SHORT PROBLEM » Reproduce the material below line for line, changing nothing.

** START OF MATERIAL FOR THE TASK **

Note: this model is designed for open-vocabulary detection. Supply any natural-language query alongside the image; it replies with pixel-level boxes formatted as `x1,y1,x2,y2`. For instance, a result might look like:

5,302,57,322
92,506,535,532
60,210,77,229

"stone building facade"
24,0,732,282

** END OF MATERIAL FOR THE TASK **

SOLUTION »
Note: this model is designed for open-vocabulary detection. Supply any natural-language query alongside the image; it replies with pixel-level boxes formatted as `x1,y1,x2,y2`. For instance, a result might look like:

5,302,57,322
92,506,535,532
60,210,77,229

"stone building facade"
24,0,732,282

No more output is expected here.